**Exercise 1**
Answer these questions from the text on diesel bans:
(a) Which court is set to decide whether city bans on diesel cars are legal, and when?
(b) What is Julia Poliscanova's role, and at which organization?
(c) On what does Poliscanova say public money should be spent instead?
**Exercise 2**
Rewrite the part of the text on diesel bans that opens with the words "Several cities have" and closes with "Environment, told DW.", changing "preliminary" to "initial".

**Source text**
== Segment start ==

Several cities have proposed banning diesel cars within their city limits. Next Thursday, the highest administrative court in Leipzig is set to decide whether such bans are legal.
News of the experts' preliminary recommendation has infuriated environmental campaigners and politicians among the Greens, who were already accusing the expert group of being too tied to industry in January, prompting some to quit involvement with the panel.
"The taxpayer should not be picking up the bill for carmakers' deliberate decision to cheat the air pollution rules by disabling exhaust emission controls when cars are on the road," Julia Poliscanova, a clean vehicles and air quality campaigner at Transport & Environment, told DW.
"Instead of the German government once again letting its car industry off the hook, it is time the carmakers pay for the decades of toxic fumes and public health damages caused," Poliscanova continued. "Public money should instead be spent on rolling out infrastructure for zero-emission vehicles, to enable their faster uptake."

== Segment end ==

**Information supplied**
== Segment start ==

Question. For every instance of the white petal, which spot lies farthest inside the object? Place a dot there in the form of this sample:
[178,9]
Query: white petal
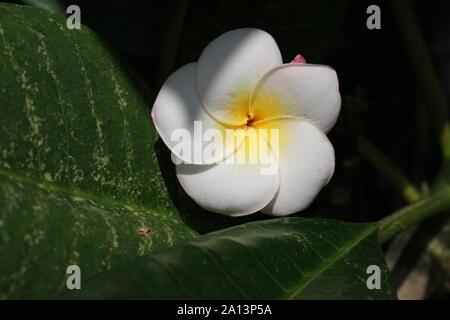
[306,159]
[232,189]
[177,111]
[299,90]
[229,69]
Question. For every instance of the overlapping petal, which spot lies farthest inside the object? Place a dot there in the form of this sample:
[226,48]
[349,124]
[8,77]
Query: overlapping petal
[229,69]
[178,114]
[300,90]
[233,187]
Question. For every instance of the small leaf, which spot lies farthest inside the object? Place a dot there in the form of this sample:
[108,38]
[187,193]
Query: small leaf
[289,258]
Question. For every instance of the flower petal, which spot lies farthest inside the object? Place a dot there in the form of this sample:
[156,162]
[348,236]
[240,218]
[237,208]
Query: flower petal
[306,159]
[229,68]
[299,90]
[232,188]
[178,113]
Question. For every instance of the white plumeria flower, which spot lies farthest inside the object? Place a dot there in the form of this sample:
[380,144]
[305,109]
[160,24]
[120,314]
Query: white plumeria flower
[240,82]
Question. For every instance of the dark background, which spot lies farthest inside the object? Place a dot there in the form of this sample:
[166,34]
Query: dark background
[381,97]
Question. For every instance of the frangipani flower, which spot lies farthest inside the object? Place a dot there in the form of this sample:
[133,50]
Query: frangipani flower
[241,84]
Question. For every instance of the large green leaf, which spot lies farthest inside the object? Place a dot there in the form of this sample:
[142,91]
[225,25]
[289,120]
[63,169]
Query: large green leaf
[290,258]
[78,172]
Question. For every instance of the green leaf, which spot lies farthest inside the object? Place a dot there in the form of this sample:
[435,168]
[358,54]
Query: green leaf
[289,258]
[79,175]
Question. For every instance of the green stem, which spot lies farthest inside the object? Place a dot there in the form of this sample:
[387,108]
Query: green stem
[404,218]
[383,164]
[424,70]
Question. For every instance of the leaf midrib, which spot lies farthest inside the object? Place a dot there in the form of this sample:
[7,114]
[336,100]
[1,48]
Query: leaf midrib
[329,262]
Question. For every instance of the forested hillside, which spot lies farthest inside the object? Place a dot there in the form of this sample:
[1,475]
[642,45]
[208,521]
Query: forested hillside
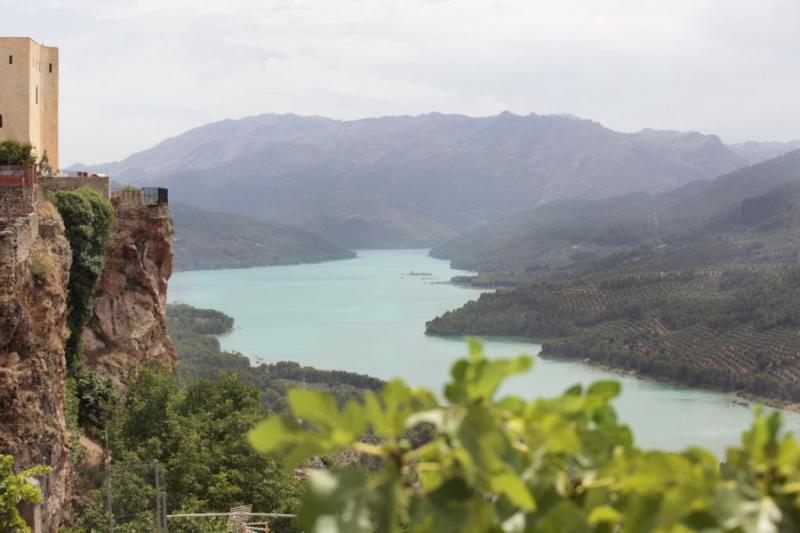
[402,181]
[569,232]
[208,240]
[729,329]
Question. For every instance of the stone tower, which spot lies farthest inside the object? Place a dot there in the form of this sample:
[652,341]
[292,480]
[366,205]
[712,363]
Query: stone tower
[29,95]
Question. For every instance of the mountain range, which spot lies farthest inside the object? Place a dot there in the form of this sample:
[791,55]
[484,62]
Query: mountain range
[418,181]
[756,200]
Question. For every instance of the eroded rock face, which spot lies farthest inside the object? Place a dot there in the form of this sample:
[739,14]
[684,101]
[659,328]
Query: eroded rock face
[128,326]
[127,329]
[35,260]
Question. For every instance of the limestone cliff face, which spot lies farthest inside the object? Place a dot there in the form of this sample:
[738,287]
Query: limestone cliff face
[128,326]
[34,270]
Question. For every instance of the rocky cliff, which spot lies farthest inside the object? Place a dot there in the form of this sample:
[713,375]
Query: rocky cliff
[126,329]
[128,326]
[35,259]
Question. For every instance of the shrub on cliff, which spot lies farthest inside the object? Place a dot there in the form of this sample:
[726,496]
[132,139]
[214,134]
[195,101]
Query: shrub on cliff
[516,465]
[88,221]
[16,153]
[15,489]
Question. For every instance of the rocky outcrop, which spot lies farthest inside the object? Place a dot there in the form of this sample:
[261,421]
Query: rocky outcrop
[128,326]
[34,261]
[126,329]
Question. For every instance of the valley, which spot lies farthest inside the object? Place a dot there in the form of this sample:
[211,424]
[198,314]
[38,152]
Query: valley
[366,316]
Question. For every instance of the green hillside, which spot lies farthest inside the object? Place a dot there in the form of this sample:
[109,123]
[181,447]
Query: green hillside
[568,232]
[208,240]
[735,330]
[699,285]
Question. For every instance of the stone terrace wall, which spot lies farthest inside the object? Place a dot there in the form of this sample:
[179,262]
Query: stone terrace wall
[100,184]
[128,199]
[17,192]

== Segment end ==

**Task response 1**
(a) The highest administrative court in Leipzig, next Thursday.
(b) She is a clean vehicles and air quality campaigner at Transport & Environment.
(c) On rolling out infrastructure for zero-emission vehicles, to enable their faster uptake.

**Task response 2**
Several cities have proposed banning diesel cars within their city limits. Next Thursday, the highest administrative court in Leipzig is set to decide whether such bans are legal.
News of the experts' initial recommendation has infuriated environmental campaigners and politicians among the Greens, who were already accusing the expert group of being too tied to industry in January, prompting some to quit involvement with the panel.
"The taxpayer should not be picking up the bill for carmakers' deliberate decision to cheat the air pollution rules by disabling exhaust emission controls when cars are on the road," Julia Poliscanova, a clean vehicles and air quality campaigner at Transport & Environment, told DW.